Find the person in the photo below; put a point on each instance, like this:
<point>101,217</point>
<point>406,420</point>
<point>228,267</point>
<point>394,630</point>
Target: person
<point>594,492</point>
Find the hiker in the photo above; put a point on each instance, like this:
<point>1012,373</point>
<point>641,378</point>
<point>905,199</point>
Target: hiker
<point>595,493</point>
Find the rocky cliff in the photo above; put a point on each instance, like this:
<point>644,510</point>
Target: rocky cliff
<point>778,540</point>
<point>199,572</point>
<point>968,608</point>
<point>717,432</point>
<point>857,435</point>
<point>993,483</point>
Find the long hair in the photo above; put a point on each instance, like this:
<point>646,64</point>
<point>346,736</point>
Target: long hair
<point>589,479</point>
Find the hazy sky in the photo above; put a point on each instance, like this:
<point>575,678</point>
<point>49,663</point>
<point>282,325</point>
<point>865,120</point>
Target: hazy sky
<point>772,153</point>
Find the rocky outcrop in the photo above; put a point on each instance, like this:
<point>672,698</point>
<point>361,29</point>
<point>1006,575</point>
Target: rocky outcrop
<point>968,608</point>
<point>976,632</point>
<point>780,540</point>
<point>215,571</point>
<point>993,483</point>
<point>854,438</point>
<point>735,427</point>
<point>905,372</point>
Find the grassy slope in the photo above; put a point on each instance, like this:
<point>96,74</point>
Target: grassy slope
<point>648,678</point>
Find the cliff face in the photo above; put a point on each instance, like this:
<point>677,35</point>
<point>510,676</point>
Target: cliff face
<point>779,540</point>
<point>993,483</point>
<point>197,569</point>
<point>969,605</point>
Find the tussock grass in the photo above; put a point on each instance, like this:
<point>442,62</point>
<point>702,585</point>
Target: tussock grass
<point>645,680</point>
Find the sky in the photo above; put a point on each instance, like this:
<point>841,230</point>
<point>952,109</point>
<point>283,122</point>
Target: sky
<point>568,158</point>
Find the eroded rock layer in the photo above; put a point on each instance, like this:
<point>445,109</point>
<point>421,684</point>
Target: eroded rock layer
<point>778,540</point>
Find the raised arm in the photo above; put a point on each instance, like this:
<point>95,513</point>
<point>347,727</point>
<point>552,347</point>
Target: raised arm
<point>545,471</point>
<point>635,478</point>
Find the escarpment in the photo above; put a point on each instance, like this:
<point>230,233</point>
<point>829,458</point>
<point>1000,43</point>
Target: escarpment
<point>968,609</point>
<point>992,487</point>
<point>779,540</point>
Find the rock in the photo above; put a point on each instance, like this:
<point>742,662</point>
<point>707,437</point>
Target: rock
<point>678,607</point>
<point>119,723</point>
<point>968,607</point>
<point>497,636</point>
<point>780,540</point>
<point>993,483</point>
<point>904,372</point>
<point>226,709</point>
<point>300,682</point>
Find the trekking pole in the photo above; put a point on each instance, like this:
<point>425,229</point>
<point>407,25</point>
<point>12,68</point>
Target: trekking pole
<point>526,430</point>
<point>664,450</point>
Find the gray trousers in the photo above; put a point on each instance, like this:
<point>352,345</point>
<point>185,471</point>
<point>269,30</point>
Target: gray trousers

# Written instruction:
Render every line of the items above as a JSON array of strings, one string per line, with blank lines omitted.

# Exercise output:
[
  "Find the person in the photo below; put a point on each instance, like this:",
  "<point>101,217</point>",
  "<point>406,420</point>",
  "<point>228,267</point>",
  "<point>394,630</point>",
  "Target: person",
  "<point>594,492</point>",
  "Find the hiker in the photo above; put a point on each instance, like this:",
  "<point>1012,373</point>",
  "<point>641,378</point>",
  "<point>905,199</point>",
  "Target: hiker",
  "<point>595,493</point>",
  "Find the rocky cliff in the photo above; put a point on each instance, like this:",
  "<point>644,510</point>",
  "Target: rocky cliff",
  "<point>778,540</point>",
  "<point>199,572</point>",
  "<point>968,608</point>",
  "<point>717,432</point>",
  "<point>857,435</point>",
  "<point>993,483</point>",
  "Find the long hair in the photo above; put a point on each instance, like this:",
  "<point>646,64</point>",
  "<point>346,736</point>",
  "Target: long hair",
  "<point>589,479</point>",
  "Find the hazy sky in the photo above; put a point on each instance, like this:",
  "<point>575,678</point>",
  "<point>49,663</point>",
  "<point>282,325</point>",
  "<point>865,120</point>",
  "Target: hazy sky",
  "<point>772,153</point>",
  "Find the rocky outcrop in the photo above; put a point on each instance, like this:",
  "<point>672,698</point>",
  "<point>361,29</point>",
  "<point>1006,575</point>",
  "Target: rocky outcrop",
  "<point>968,608</point>",
  "<point>976,632</point>",
  "<point>780,540</point>",
  "<point>215,571</point>",
  "<point>993,483</point>",
  "<point>854,438</point>",
  "<point>735,427</point>",
  "<point>905,372</point>",
  "Find the grassy slope in the photo above; put a point on each instance, like this:",
  "<point>96,74</point>",
  "Target: grassy slope",
  "<point>648,678</point>",
  "Find the cliff face in the photo above; put a point on each instance, like this:",
  "<point>677,35</point>",
  "<point>510,676</point>",
  "Target: cliff face",
  "<point>779,540</point>",
  "<point>993,483</point>",
  "<point>197,569</point>",
  "<point>969,605</point>",
  "Find the tussock grass in the photo above; put a point on each instance, like this:",
  "<point>442,62</point>",
  "<point>702,585</point>",
  "Target: tussock grass",
  "<point>645,680</point>",
  "Find the sky in the photo above; put a point on each instance, like this:",
  "<point>841,230</point>",
  "<point>952,109</point>",
  "<point>283,122</point>",
  "Target: sky",
  "<point>568,158</point>",
  "Find the eroded rock layer in the photo above; put a point on each instance, like this:",
  "<point>445,109</point>",
  "<point>421,684</point>",
  "Target: eroded rock layer",
  "<point>778,540</point>",
  "Find the raised arm in the photo above; put a point on each instance, like this:",
  "<point>95,513</point>",
  "<point>347,727</point>",
  "<point>552,347</point>",
  "Target: raised arm",
  "<point>545,471</point>",
  "<point>635,478</point>",
  "Find the escarpment in the photo above; put a point on each instance, like this:",
  "<point>230,233</point>",
  "<point>829,458</point>",
  "<point>1000,43</point>",
  "Target: escarpment",
  "<point>968,609</point>",
  "<point>992,487</point>",
  "<point>779,540</point>",
  "Find the rock in the photo above; put a point on each instance, like this:",
  "<point>742,662</point>",
  "<point>707,437</point>",
  "Target: rock",
  "<point>678,607</point>",
  "<point>119,723</point>",
  "<point>968,607</point>",
  "<point>497,636</point>",
  "<point>780,540</point>",
  "<point>993,483</point>",
  "<point>904,372</point>",
  "<point>226,709</point>",
  "<point>300,682</point>",
  "Find the trekking pole in the photo above; put a point on each instance, like this:",
  "<point>425,229</point>",
  "<point>407,25</point>",
  "<point>12,68</point>",
  "Target: trekking pole",
  "<point>526,430</point>",
  "<point>664,450</point>",
  "Find the gray trousers in the photo above; put a point on each instance, like this:",
  "<point>352,345</point>",
  "<point>185,471</point>",
  "<point>269,30</point>",
  "Target: gray trousers"
]